■ CONSIGNES DE LA TÂCHE
Extrayez de la liste ci-dessous l'ensemble de ses lignes et reproduisez-les à l'identique, en omettant les images.

Éléments d'étiquetage par contours
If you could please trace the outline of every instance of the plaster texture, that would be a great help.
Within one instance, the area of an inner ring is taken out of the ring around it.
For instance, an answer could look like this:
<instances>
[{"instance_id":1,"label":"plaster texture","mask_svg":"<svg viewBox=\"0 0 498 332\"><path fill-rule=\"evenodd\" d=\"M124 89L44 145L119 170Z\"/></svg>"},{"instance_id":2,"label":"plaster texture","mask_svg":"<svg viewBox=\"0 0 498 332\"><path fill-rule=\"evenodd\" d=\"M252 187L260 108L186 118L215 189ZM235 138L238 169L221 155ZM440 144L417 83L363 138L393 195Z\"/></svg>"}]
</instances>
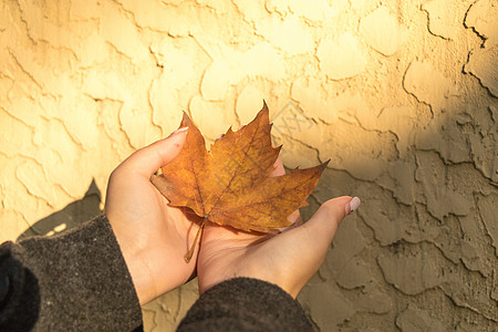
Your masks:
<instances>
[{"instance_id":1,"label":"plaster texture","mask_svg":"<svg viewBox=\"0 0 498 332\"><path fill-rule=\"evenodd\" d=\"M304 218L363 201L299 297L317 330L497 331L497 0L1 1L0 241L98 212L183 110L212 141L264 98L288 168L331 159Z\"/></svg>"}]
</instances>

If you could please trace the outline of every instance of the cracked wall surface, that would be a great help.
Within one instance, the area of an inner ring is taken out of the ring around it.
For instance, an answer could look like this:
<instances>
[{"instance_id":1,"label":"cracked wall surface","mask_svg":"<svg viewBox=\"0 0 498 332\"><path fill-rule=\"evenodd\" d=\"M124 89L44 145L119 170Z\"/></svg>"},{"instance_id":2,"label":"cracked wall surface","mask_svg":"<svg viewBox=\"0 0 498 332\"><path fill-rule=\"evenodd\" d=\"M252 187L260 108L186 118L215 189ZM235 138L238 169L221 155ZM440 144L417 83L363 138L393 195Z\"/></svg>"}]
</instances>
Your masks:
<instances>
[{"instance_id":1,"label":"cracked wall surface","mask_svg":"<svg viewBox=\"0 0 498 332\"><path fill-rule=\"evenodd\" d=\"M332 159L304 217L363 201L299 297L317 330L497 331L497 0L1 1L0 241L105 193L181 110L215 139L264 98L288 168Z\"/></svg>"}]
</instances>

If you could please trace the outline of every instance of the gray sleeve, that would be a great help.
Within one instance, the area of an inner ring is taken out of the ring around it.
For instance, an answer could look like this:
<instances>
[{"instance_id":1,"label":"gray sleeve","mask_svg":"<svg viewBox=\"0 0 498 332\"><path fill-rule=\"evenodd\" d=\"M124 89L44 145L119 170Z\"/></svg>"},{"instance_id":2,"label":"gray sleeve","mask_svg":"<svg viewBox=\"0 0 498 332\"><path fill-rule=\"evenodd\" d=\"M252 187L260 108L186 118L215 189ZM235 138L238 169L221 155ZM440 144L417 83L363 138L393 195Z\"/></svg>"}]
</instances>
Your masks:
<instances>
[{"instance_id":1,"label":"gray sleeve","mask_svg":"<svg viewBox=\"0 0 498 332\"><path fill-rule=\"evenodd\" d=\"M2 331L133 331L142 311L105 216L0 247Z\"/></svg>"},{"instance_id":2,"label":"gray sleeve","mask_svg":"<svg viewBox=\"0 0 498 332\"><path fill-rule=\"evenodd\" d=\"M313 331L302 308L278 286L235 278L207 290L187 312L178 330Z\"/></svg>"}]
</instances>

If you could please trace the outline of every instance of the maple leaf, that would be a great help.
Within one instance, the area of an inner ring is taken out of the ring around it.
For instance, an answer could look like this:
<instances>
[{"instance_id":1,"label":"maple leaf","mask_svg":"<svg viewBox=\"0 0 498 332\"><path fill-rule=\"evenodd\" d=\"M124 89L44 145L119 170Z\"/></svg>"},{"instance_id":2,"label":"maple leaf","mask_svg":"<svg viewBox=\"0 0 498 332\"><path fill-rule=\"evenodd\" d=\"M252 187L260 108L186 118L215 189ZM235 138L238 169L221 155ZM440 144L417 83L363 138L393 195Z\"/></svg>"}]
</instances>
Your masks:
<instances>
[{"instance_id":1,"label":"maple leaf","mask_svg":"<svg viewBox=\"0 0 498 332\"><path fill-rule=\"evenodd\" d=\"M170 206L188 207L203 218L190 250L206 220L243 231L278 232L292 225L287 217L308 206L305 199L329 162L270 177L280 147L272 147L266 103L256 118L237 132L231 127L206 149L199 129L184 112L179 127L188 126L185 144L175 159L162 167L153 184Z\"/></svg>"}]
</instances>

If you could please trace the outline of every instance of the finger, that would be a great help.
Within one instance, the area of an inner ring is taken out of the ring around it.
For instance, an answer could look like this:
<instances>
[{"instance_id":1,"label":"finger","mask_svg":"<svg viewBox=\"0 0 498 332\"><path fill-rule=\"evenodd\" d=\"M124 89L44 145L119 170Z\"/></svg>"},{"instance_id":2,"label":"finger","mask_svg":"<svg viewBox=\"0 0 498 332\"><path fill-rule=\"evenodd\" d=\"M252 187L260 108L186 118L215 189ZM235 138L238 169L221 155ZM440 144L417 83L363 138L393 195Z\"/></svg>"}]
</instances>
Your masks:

■ RÉPONSE ATTENDUE
If you could please trace the outline of every instance of the plaster texture, that would be a great help.
Within one instance, the area of an inner ring is taken out of the ring around it.
For instance, an answer could look like this:
<instances>
[{"instance_id":1,"label":"plaster texture","mask_svg":"<svg viewBox=\"0 0 498 332\"><path fill-rule=\"evenodd\" d=\"M124 89L44 145L119 170Z\"/></svg>"},{"instance_id":2,"label":"plaster texture","mask_svg":"<svg viewBox=\"0 0 498 332\"><path fill-rule=\"evenodd\" d=\"M252 187L260 108L186 118L215 189ZM235 138L238 169L221 155ZM440 144L417 83L363 138L393 195Z\"/></svg>"}]
</instances>
Your masks:
<instances>
[{"instance_id":1,"label":"plaster texture","mask_svg":"<svg viewBox=\"0 0 498 332\"><path fill-rule=\"evenodd\" d=\"M304 218L363 201L299 297L317 330L497 331L497 0L1 1L0 241L98 212L183 110L212 141L264 98L288 168L331 159Z\"/></svg>"}]
</instances>

If you could please trace the outline of every instance of the cracked wall surface, that would be a great help.
Within one instance, the area of an inner ring is taken out of the ring around it.
For instance, an answer could look like this:
<instances>
[{"instance_id":1,"label":"cracked wall surface","mask_svg":"<svg viewBox=\"0 0 498 332\"><path fill-rule=\"evenodd\" d=\"M124 89L44 145L119 170Z\"/></svg>"},{"instance_id":2,"label":"cracked wall surface","mask_svg":"<svg viewBox=\"0 0 498 332\"><path fill-rule=\"evenodd\" d=\"M252 187L260 108L186 118L215 189ZM235 138L238 169L221 155ZM440 144L417 83L363 138L393 195Z\"/></svg>"}]
</instances>
Your masks:
<instances>
[{"instance_id":1,"label":"cracked wall surface","mask_svg":"<svg viewBox=\"0 0 498 332\"><path fill-rule=\"evenodd\" d=\"M332 159L304 217L363 201L299 297L317 330L497 331L497 0L1 1L0 241L105 193L181 110L215 139L264 98L288 168Z\"/></svg>"}]
</instances>

If you could please trace the outline of every instance of the gray sleeve, that would be a great help.
Within one instance, the area of an inner ring is taken out of the ring around it.
For instance, an answer could look like this:
<instances>
[{"instance_id":1,"label":"gray sleeve","mask_svg":"<svg viewBox=\"0 0 498 332\"><path fill-rule=\"evenodd\" d=\"M124 89L44 145L119 170Z\"/></svg>"},{"instance_id":2,"label":"gray sleeve","mask_svg":"<svg viewBox=\"0 0 498 332\"><path fill-rule=\"evenodd\" d=\"M252 187L260 108L186 118L215 189ZM235 138L238 169L221 155ZM440 144L417 83L363 138L393 195Z\"/></svg>"}]
</instances>
Your masks:
<instances>
[{"instance_id":1,"label":"gray sleeve","mask_svg":"<svg viewBox=\"0 0 498 332\"><path fill-rule=\"evenodd\" d=\"M2 331L133 331L142 311L105 216L0 247Z\"/></svg>"},{"instance_id":2,"label":"gray sleeve","mask_svg":"<svg viewBox=\"0 0 498 332\"><path fill-rule=\"evenodd\" d=\"M313 331L302 308L278 286L235 278L207 290L187 312L178 330Z\"/></svg>"}]
</instances>

If you could please trace the outline of every instance of the maple leaf, that would be a great help.
Within one instance, the area of an inner ring is taken out of the ring around it.
For instance, an answer could look like this:
<instances>
[{"instance_id":1,"label":"maple leaf","mask_svg":"<svg viewBox=\"0 0 498 332\"><path fill-rule=\"evenodd\" d=\"M124 89L44 145L119 170Z\"/></svg>"},{"instance_id":2,"label":"maple leaf","mask_svg":"<svg viewBox=\"0 0 498 332\"><path fill-rule=\"evenodd\" d=\"M252 187L260 108L186 118L215 189ZM235 138L238 169L221 155ZM440 144L417 83L363 138L393 195Z\"/></svg>"}]
</instances>
Your masks:
<instances>
[{"instance_id":1,"label":"maple leaf","mask_svg":"<svg viewBox=\"0 0 498 332\"><path fill-rule=\"evenodd\" d=\"M170 206L188 207L203 218L190 250L206 220L243 231L278 232L292 225L287 217L308 206L305 199L329 162L270 177L280 147L272 147L266 103L256 118L237 132L231 127L206 149L199 129L184 112L179 127L188 126L185 144L175 159L162 167L153 184Z\"/></svg>"}]
</instances>

If you could please trace the outline of every instance of the finger, that would be a great help.
Within one instance, the area of an inner ring is taken out of the ring around it.
For instance, an answer could look like this:
<instances>
[{"instance_id":1,"label":"finger","mask_svg":"<svg viewBox=\"0 0 498 332\"><path fill-rule=\"evenodd\" d=\"M124 89L44 145L119 170Z\"/></svg>"},{"instance_id":2,"label":"finger","mask_svg":"<svg viewBox=\"0 0 498 332\"><path fill-rule=\"evenodd\" d=\"M252 187L260 108L186 118L215 189ZM235 138L238 169L221 155ZM440 144L417 83L363 138L393 195Z\"/></svg>"}]
</instances>
Your masks:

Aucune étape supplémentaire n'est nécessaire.